* _SUA TAREFA_: Retorne, copiado sem nenhuma alteração, o trecho da entrevista sobre o impeachment que vai de "Atualizado em 16/11/2021" até "em outras passadas?".

* _TEXTO FORNECIDO_:

++++++

Os riscos do impeachment para a democracia brasileira

José Antônio Bicalho
primeiroplano@hojeemdia.com.br
16/04/2016 às 09:33.
Atualizado em 16/11/2021 às 02:58
 (Divulgação/Marjorie Marona)

(Divulgação/Marjorie Marona)



Leonardo Avritzer, professor do Departamento de Ciências Políticas da UFMG e presidente da Associação Brasileira de Ciência Política, é autor do recém lançado “Impasses da democracia no Brasil”, no qual reflete sobre a atual crise política. Avritzer, um dos principais estudiosos da democracia brasileira, conversou com o Hoje em Dia sobre as causas e consequências da tentativa de impeachment da presidente Dilma Rousseff.

A atual crise política encontra paralelo em outras passadas?

Sim. A de 54, que levou ao suicídio de Vargas, também teve origem em um resultado de eleição fortemente contestado. Vargas começou a movimentar seu ministério para a esquerda e enfrentou enormes resistências no congresso. Esse é um paralelo importante. Vale lembrar que em maio de 54 a tentativa de impeachment foi derrotada. Também encontramos paralelos com a crise de 92, quando a recessão econômica continuada por dois anos derrubou os índices de aprovação de Collor. A primeira novidade que temos hoje em relação a 54 e a 92 é o papel do Judiciário. Na crise atual, o ator principal é o Judiciário, com o papel exercido pelo juiz Sérgio Moro para desequilibrar a presidente. O Judiciário assumiu um protagonismo que ultrapassa sua função constitucional na crise.

++++++

* _INFORMAÇÕES REGISTRADAS_:
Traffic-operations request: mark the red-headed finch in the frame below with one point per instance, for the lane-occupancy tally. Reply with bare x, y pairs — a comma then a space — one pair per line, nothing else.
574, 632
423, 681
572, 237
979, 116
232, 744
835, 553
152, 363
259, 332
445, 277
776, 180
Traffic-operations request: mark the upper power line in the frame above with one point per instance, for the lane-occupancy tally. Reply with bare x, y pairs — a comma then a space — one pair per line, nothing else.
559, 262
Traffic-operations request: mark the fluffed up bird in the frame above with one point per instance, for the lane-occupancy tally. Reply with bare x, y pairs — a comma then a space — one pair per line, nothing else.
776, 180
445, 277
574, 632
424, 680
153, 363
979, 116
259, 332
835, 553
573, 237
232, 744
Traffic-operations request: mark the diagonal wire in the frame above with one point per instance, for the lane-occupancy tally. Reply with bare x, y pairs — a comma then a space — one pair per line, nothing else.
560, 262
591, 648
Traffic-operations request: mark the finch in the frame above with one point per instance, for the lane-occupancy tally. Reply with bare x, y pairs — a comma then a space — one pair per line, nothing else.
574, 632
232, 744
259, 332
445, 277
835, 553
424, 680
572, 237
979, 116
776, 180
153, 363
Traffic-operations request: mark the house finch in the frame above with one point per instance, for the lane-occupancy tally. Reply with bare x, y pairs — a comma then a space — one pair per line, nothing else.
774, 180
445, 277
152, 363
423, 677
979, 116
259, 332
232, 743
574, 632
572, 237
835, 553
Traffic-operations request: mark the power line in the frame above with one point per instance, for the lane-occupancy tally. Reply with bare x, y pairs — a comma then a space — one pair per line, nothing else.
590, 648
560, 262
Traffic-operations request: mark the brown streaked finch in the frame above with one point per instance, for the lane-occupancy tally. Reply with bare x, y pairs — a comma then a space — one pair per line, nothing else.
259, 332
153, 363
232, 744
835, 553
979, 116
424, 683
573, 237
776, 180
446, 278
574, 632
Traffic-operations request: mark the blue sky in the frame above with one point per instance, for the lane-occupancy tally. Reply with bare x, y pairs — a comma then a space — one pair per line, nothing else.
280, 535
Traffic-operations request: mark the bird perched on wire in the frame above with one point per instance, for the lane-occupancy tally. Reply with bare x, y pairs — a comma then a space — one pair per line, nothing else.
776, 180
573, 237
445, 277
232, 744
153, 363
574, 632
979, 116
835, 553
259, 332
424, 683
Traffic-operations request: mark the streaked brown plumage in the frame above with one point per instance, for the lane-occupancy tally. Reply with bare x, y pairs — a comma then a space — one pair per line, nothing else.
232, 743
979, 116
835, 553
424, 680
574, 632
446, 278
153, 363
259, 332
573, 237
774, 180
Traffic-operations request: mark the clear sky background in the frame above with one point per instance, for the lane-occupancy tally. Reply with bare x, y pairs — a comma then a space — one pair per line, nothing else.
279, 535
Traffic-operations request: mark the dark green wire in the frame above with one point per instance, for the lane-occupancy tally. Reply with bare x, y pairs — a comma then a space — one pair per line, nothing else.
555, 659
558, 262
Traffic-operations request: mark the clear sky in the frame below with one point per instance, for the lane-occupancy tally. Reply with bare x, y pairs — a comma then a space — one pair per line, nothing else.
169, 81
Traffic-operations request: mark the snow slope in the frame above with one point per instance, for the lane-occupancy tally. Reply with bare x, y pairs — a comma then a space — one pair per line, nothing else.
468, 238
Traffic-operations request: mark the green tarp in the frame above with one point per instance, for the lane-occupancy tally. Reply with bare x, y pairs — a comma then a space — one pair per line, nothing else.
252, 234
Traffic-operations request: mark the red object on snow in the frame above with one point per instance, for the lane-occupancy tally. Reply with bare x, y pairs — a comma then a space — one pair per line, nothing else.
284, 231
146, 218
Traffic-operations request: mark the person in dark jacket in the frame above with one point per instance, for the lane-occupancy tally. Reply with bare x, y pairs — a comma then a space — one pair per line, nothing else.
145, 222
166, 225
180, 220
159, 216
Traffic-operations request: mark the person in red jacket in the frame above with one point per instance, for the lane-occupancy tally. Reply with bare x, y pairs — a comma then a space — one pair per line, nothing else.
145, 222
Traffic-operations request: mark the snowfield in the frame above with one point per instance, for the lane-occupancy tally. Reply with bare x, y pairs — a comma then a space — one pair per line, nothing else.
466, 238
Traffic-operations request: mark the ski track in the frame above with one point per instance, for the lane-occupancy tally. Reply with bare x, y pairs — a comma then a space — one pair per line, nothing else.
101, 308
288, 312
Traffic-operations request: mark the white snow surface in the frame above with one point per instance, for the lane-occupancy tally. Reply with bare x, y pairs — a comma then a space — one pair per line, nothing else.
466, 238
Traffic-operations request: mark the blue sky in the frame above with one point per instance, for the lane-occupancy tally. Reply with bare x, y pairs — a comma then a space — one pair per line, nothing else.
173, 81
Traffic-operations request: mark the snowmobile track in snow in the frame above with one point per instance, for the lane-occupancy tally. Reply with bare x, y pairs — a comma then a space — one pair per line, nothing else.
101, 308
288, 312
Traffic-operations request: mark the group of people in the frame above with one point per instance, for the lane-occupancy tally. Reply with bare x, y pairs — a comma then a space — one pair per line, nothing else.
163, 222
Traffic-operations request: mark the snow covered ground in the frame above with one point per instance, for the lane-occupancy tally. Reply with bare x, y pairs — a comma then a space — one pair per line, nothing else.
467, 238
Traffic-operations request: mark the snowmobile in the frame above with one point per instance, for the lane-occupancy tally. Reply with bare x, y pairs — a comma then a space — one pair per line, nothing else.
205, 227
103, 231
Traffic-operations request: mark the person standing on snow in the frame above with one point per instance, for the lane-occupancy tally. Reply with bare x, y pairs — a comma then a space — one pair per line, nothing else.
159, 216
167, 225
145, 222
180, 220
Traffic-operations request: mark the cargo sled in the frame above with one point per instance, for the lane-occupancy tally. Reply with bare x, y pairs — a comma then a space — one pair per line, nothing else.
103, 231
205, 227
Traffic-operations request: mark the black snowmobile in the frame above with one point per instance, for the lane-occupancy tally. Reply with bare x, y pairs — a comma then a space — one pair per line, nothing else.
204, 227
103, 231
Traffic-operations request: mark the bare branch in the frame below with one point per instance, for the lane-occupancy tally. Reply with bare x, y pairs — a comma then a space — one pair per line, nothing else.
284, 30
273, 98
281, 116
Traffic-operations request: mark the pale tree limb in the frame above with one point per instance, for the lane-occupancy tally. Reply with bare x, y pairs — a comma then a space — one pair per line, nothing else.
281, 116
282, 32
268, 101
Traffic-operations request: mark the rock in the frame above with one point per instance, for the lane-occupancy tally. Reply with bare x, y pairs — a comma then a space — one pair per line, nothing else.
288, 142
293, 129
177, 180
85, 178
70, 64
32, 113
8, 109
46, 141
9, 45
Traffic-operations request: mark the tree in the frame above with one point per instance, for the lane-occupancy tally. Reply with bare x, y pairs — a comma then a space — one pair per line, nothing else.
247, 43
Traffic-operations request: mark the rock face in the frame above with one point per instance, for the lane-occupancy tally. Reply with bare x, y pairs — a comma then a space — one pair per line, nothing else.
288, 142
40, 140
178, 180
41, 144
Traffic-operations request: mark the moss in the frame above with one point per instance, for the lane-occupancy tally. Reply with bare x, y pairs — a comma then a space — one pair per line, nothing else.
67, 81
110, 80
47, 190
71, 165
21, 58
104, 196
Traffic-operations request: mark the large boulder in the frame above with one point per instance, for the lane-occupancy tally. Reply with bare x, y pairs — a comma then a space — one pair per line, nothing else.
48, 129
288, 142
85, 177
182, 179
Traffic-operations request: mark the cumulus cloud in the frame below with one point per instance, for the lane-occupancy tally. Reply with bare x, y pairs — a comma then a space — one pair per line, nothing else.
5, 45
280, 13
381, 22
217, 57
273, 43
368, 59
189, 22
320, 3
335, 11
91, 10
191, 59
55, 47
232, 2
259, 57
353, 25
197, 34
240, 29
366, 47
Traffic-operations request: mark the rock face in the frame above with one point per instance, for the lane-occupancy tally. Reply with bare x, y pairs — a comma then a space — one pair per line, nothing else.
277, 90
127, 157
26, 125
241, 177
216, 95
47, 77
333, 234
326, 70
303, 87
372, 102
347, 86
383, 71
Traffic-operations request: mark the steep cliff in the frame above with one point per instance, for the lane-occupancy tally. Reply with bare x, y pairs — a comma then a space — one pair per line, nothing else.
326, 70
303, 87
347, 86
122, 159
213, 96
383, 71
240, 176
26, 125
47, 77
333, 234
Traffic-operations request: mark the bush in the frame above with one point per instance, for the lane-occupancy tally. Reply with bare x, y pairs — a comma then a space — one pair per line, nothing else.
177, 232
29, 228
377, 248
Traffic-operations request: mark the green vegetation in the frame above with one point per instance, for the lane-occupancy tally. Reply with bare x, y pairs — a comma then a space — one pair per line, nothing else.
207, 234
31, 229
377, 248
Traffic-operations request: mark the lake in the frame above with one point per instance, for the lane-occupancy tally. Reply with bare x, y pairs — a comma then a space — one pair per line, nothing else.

++++++

* _RESPOSTA DO EXERCÍCIO_:
Atualizado em 16/11/2021 às 02:58
 (Divulgação/Marjorie Marona)

(Divulgação/Marjorie Marona)



Leonardo Avritzer, professor do Departamento de Ciências Políticas da UFMG e presidente da Associação Brasileira de Ciência Política, é autor do recém lançado “Impasses da democracia no Brasil”, no qual reflete sobre a atual crise política. Avritzer, um dos principais estudiosos da democracia brasileira, conversou com o Hoje em Dia sobre as causas e consequências da tentativa de impeachment da presidente Dilma Rousseff.

A atual crise política encontra paralelo em outras passadas?